++++ Vorgegebener Text

Die abenteuerlichste Passage steht bevor: Shamrock, 500 reißende Meter durch einen mit Felsen übersäten, schluchtartigen Flussabschnitt. „Stromschnellen!“ Aus hunderten Metern Entfernung sind sie zu hören. Alle legen die Rettungsweste an. Jeder um­klammert fest sein Paddel.

Etwa 50 Meter breit ist der schäumende Fluss. Die Wellen schwappen ins Boot, das wie ein Pferd scheut. Ian verliert auf dem Rücksitz die Balance, beide Mann gehen über Bord. Das Kanu schießt kieloben davon, die Crew kopfunter hinterher. Aus dem Fluss ragen Findlinge. Mit hohem Tempo geht es flussabwärts, streckenweise mit dem Rücken zur Fahrtrichtung. Kein rettendes Land in Sicht – die steinigen Uferwände sind meterhoch. Noch Minuten bleiben die Gekenterten Spielzeug des Wildwassers, ehe Paddel und Kanu eingeholt sind. Die zwei anderen Boote sind mit Glück durchgekommen.

Die nächsten beiden Tage ist der Oranje ruhig, kleinere Stromschnellen ersparen ab und zu das Paddel. Der erste Mensch nach 70 Kilometern: ein Fischer mit Ruderboot. Links säumen mangrovenartige Bäu­me mit Reihern und Kormoranen auf knorrigen Ästen das Ufer, dahinter die kahlen Berge des Richterfelds. Hier hätte „Der Schatz im Silbersee“ gedreht werden können. Aber nicht Santers Banditen treiben sich hier herum, sondern eine Bande Affen: Grüne Meerkatzen springen vorwitzig am Flussufer entlang.

++++++++
++++ Rohdaten

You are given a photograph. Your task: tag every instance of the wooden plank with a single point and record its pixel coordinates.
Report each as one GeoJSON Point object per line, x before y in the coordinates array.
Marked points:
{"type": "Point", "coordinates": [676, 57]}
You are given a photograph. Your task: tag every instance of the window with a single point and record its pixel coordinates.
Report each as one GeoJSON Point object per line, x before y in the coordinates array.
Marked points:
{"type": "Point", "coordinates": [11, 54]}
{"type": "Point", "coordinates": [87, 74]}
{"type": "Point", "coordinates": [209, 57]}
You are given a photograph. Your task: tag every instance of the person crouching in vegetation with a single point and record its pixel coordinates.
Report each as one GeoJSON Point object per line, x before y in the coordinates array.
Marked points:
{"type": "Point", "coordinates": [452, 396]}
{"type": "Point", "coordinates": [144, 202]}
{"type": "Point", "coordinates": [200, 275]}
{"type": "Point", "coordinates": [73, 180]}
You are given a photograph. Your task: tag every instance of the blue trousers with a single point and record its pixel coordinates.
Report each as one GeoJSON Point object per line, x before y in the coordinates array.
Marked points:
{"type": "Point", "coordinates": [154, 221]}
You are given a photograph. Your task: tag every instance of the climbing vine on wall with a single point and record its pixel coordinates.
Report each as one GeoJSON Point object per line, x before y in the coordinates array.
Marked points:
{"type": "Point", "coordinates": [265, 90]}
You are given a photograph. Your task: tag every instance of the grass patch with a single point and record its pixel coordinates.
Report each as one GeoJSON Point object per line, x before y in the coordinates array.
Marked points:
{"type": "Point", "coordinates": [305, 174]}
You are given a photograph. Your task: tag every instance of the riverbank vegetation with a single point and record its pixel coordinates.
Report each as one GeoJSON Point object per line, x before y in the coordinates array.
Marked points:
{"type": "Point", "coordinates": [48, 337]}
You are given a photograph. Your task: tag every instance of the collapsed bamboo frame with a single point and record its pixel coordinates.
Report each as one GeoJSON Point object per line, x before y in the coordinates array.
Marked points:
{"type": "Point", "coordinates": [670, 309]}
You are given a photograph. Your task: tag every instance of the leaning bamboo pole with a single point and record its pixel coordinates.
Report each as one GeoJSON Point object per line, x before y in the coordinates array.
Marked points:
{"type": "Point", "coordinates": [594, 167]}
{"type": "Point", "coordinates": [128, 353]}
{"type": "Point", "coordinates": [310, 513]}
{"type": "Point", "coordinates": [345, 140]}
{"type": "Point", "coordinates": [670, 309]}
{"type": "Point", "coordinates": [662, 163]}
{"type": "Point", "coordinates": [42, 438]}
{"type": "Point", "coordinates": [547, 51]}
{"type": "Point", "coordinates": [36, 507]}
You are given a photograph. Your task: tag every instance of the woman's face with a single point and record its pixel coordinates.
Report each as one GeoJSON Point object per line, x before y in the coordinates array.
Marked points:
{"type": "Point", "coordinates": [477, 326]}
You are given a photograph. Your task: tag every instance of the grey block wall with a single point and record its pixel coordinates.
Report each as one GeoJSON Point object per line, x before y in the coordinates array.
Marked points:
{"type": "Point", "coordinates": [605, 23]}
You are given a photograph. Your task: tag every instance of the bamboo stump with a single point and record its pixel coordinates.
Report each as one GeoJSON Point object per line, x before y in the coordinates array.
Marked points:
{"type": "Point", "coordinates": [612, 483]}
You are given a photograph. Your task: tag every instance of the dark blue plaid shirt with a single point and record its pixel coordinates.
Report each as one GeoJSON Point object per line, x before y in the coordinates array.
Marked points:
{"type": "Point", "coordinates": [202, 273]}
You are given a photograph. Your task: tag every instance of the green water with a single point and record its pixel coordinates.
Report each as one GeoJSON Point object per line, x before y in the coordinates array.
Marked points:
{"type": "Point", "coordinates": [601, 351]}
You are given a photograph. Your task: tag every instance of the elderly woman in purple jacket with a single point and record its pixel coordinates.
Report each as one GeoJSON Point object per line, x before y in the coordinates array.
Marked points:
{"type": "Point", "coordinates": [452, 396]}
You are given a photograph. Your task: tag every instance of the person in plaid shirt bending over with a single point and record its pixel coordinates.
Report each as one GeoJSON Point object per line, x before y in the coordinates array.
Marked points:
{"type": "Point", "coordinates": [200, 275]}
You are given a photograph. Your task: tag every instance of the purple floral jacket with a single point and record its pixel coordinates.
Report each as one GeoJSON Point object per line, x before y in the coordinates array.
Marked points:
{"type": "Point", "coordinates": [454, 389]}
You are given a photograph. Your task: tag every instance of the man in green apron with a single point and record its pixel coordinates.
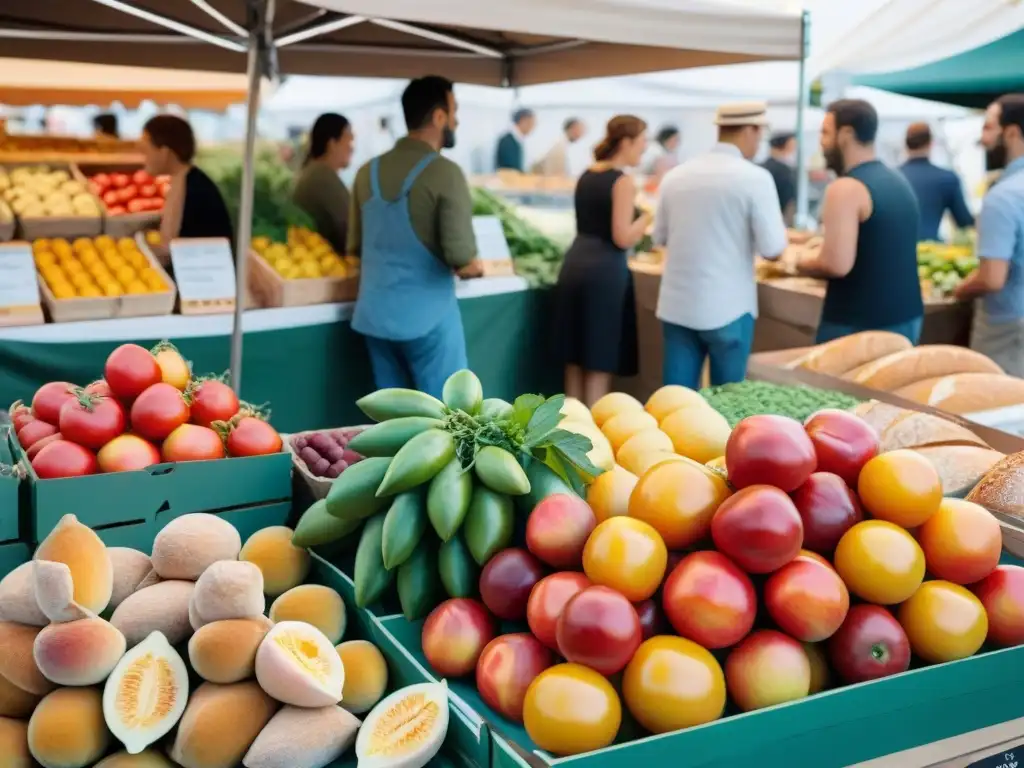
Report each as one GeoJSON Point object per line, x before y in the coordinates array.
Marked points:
{"type": "Point", "coordinates": [412, 226]}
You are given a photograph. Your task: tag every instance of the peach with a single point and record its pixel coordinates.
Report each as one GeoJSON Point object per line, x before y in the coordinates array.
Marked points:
{"type": "Point", "coordinates": [81, 652]}
{"type": "Point", "coordinates": [298, 737]}
{"type": "Point", "coordinates": [284, 565]}
{"type": "Point", "coordinates": [79, 548]}
{"type": "Point", "coordinates": [190, 544]}
{"type": "Point", "coordinates": [220, 724]}
{"type": "Point", "coordinates": [312, 603]}
{"type": "Point", "coordinates": [67, 730]}
{"type": "Point", "coordinates": [229, 589]}
{"type": "Point", "coordinates": [225, 651]}
{"type": "Point", "coordinates": [163, 607]}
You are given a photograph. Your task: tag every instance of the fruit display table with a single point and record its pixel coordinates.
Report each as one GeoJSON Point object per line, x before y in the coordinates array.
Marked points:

++++++++

◆ Aufgaben:
- A) Wem begegnet man laut dem Text über die Kanufahrt auf dem Oranje als erstem Menschen nach 70 Kilometern?
- B) Gib aus dem Text über die Kanufahrt auf dem Oranje den Abschnitt von „Die nächsten beiden“ bis „am Flussufer entlang.“ wörtlich wieder.
- C) Schreib den Text über die Kanufahrt auf dem Oranje nach seinem letzten Satz weiter.

◆ Antworten:
- A) Einem Fischer mit Ruderboot.

- B)
Die nächsten beiden Tage ist der Oranje ruhig, kleinere Stromschnellen ersparen ab und zu das Paddel. Der erste Mensch nach 70 Kilometern: ein Fischer mit Ruderboot. Links säumen mangrovenartige Bäu­me mit Reihern und Kormoranen auf knorrigen Ästen das Ufer, dahinter die kahlen Berge des Richterfelds. Hier hätte „Der Schatz im Silbersee“ gedreht werden können. Aber nicht Santers Banditen treiben sich hier herum, sondern eine Bande Affen: Grüne Meerkatzen springen vorwitzig am Flussufer entlang.

- C)
Pause auf südafrikanischer Seite. Ian, der beim Diamantenkonzern CDM arbeitet, macht Hoffnungen, in der Flussbiegung Hochkarätiges zu finden. Vor Millionen Jahren legte Erosion die Diamanten frei, Flüsse im Einzugsbereich des Oranje nahmen sie auf. Nach einer halben Stunde endet die Suche ohne Fund, der Fluss ruft wieder.

Nach 90 Kilometern auf dem Wasser der erste Ort: Aussenkehr. Der Oranje touchiert erstmals seit dem Start die Autostraße. Die Swapo, die Namibia seit der Unabhängigkeit 1990 regiert, hat hier eine Farm errichtet. Ovambos aus dem dicht bevölkerten Norden des Vielvölkerstaats fanden hier Jobs. Die meisten leben in einfachen Stroh- und Lehmhütten. Anders die reetgedeckten und klimatisierten Chalets einer Lodge. Ein vornehmes Resort hat sich am Flussufer niedergelassen, bietet Ausritte zu Pferd, Bergradtouren und, siehe da, Wildwasserkajakfahrten.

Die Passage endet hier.